What to work on:
From the records below, keep only the lines that contain the word "dark" and copy each of them unchanged.

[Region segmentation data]

** START **

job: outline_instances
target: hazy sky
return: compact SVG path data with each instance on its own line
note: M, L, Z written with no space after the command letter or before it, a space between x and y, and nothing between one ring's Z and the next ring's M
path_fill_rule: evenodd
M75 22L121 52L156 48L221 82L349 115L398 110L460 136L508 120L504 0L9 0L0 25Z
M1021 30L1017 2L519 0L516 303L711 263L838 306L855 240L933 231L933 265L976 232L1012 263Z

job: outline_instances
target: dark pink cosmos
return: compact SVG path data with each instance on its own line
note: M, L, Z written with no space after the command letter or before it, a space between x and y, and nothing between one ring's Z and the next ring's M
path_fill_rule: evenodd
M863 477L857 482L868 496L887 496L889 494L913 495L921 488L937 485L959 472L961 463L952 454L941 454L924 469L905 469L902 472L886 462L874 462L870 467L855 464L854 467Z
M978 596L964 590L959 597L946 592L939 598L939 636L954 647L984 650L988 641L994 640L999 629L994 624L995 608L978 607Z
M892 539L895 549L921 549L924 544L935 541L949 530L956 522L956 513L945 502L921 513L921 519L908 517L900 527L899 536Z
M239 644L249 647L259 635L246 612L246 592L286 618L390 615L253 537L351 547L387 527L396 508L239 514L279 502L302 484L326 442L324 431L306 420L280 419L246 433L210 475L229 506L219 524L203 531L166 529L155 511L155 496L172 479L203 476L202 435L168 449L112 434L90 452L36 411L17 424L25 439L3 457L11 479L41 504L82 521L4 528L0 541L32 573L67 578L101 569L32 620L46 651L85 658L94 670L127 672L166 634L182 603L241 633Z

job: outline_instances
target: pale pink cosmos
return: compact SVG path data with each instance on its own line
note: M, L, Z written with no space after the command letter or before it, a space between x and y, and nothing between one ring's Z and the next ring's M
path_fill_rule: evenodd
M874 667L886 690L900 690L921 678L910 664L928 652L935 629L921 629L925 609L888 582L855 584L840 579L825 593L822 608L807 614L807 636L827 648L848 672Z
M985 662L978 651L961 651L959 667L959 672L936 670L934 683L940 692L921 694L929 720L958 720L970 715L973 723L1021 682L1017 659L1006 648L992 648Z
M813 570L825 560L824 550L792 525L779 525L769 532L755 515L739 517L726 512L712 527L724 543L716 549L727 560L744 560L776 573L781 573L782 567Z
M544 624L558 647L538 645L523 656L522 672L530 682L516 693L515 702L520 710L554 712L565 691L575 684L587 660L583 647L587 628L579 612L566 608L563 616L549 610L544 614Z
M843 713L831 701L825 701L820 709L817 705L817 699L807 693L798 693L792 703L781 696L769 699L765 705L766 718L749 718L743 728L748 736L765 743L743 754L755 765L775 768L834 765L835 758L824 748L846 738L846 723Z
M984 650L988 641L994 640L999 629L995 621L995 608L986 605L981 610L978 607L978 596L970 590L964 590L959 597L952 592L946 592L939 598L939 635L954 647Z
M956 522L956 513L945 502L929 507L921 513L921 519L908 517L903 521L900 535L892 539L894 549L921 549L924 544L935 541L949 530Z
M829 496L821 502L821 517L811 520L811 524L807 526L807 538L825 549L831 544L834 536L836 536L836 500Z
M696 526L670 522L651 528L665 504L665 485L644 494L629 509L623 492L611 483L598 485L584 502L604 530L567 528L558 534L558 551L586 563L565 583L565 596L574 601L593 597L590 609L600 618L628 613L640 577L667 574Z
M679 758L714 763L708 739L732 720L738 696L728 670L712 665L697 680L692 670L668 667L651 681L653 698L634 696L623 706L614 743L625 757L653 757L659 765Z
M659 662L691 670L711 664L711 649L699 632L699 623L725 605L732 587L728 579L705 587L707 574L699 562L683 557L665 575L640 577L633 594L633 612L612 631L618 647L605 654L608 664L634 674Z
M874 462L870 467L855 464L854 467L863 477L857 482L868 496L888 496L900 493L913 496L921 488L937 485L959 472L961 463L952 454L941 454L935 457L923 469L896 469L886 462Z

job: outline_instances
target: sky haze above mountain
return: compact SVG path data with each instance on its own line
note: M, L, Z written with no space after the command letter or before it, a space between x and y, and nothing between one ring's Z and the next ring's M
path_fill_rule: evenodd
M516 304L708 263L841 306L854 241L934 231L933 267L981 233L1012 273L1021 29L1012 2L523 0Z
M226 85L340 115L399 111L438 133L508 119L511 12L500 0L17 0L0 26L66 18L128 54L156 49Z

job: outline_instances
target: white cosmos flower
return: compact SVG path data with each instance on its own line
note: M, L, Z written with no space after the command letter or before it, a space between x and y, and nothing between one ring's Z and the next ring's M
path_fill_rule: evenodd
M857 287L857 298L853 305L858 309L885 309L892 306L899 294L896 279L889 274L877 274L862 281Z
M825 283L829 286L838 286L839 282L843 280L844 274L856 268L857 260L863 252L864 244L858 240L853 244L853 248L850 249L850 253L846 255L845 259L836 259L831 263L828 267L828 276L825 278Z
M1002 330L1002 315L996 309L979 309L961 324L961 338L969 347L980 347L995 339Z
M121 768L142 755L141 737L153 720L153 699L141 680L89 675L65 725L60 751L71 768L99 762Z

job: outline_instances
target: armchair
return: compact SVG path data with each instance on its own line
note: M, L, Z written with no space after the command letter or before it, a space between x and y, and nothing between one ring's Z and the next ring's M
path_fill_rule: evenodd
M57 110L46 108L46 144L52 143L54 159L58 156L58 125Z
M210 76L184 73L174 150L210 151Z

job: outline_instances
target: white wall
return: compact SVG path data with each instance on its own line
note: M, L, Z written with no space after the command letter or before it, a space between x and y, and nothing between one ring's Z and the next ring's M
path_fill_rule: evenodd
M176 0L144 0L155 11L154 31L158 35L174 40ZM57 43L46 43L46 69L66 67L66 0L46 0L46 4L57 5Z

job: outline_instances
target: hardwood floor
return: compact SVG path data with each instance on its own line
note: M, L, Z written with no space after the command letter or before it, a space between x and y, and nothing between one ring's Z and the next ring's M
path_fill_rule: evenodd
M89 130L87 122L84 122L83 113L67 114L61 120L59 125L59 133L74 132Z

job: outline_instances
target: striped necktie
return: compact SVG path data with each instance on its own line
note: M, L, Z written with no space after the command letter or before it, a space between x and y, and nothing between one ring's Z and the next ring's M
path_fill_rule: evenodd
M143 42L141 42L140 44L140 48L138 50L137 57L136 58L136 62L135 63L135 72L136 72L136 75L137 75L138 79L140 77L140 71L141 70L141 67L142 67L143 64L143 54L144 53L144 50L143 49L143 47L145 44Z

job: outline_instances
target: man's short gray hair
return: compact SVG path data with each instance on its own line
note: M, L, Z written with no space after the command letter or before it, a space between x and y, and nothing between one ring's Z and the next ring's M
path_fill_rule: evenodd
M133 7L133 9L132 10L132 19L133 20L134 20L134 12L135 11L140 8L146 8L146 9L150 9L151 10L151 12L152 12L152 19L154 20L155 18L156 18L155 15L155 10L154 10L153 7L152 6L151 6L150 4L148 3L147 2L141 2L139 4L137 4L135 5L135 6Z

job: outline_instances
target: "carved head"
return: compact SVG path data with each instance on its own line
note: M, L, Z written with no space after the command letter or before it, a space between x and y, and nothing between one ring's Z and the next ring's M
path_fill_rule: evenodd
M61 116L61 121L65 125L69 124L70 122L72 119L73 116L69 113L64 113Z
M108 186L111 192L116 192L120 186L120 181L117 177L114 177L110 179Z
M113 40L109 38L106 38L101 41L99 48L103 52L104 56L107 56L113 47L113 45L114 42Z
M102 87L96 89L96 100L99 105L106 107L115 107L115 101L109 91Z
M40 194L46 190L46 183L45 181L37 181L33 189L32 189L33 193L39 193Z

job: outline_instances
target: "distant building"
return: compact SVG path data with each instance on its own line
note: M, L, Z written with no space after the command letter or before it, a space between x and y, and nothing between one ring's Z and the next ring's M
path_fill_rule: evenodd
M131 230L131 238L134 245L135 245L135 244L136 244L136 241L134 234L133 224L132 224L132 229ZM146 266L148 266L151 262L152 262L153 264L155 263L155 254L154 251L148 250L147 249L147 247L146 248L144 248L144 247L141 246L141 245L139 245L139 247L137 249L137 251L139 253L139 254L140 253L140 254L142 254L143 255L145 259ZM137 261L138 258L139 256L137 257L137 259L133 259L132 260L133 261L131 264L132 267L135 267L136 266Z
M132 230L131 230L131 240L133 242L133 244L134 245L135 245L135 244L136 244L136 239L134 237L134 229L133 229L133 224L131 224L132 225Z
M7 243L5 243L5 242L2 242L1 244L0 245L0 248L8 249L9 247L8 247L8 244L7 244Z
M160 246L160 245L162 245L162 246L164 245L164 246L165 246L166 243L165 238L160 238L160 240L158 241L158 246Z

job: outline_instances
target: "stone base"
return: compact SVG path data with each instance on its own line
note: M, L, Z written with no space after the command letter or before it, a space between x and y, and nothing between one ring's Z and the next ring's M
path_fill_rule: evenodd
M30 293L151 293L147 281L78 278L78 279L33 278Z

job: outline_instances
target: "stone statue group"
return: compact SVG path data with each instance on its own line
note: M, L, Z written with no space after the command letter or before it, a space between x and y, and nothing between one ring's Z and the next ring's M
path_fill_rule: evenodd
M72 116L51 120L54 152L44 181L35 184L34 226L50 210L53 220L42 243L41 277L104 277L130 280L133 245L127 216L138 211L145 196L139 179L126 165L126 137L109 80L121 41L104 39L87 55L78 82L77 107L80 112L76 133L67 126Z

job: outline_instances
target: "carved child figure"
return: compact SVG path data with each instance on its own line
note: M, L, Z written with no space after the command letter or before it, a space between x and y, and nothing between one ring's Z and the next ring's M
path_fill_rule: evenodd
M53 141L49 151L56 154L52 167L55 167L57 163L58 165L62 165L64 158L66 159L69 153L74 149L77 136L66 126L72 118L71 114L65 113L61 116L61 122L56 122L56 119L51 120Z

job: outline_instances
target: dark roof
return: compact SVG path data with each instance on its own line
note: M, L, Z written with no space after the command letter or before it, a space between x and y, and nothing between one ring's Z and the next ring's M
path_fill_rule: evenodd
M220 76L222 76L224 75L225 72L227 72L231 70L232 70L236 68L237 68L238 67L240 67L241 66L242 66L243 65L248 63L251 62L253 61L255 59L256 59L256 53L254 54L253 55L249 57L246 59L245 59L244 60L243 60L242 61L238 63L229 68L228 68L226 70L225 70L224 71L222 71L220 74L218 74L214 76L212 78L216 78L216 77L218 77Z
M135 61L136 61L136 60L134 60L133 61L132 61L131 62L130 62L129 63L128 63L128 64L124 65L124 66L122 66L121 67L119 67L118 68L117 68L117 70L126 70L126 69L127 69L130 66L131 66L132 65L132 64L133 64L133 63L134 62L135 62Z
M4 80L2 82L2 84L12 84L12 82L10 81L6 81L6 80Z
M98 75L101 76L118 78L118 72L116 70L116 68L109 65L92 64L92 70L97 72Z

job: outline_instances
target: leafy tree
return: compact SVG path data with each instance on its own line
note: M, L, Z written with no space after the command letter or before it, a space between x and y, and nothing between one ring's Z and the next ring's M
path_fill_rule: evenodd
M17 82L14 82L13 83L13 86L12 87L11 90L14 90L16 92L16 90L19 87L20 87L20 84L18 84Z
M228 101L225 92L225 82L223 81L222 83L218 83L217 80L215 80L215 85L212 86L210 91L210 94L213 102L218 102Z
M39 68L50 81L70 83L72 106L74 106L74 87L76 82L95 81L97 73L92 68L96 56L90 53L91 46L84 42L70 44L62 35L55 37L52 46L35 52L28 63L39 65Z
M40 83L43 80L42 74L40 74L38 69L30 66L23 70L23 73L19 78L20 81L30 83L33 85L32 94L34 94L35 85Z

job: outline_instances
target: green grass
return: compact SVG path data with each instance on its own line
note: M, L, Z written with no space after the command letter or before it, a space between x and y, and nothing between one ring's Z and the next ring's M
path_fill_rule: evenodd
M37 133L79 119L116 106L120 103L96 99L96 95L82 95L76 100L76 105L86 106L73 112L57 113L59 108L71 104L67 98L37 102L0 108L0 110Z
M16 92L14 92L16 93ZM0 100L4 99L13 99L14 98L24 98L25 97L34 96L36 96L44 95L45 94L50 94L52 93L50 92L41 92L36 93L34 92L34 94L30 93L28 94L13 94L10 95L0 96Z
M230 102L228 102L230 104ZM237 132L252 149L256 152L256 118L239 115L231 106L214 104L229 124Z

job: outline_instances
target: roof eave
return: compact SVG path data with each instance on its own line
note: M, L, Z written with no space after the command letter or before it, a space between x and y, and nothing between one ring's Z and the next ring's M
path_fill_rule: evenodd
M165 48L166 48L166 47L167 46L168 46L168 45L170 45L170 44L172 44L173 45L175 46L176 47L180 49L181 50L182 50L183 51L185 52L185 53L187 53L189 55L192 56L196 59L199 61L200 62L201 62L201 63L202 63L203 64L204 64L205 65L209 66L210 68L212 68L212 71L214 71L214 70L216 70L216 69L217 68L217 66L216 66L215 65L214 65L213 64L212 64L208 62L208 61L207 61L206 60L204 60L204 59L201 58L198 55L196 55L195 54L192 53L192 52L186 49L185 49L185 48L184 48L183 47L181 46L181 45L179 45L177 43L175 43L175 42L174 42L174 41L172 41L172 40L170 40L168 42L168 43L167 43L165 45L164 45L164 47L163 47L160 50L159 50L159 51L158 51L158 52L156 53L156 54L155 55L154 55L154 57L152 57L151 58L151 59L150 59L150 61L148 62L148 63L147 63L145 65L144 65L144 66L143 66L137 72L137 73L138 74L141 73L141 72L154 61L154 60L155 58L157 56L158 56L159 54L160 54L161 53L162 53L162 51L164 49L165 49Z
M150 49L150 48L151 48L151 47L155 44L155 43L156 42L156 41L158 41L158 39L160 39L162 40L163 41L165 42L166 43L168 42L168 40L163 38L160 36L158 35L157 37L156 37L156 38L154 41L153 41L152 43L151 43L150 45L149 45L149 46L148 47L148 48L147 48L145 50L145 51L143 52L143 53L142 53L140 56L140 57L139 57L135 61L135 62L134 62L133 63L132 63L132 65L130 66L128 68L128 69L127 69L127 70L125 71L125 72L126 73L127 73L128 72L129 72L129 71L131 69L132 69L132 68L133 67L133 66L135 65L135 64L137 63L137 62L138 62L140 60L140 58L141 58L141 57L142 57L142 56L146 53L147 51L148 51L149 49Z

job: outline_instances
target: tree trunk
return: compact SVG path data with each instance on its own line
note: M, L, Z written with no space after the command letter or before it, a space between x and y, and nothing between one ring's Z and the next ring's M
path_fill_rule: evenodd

** END **

Complete output:
target: dark pink cosmos
target: dark roof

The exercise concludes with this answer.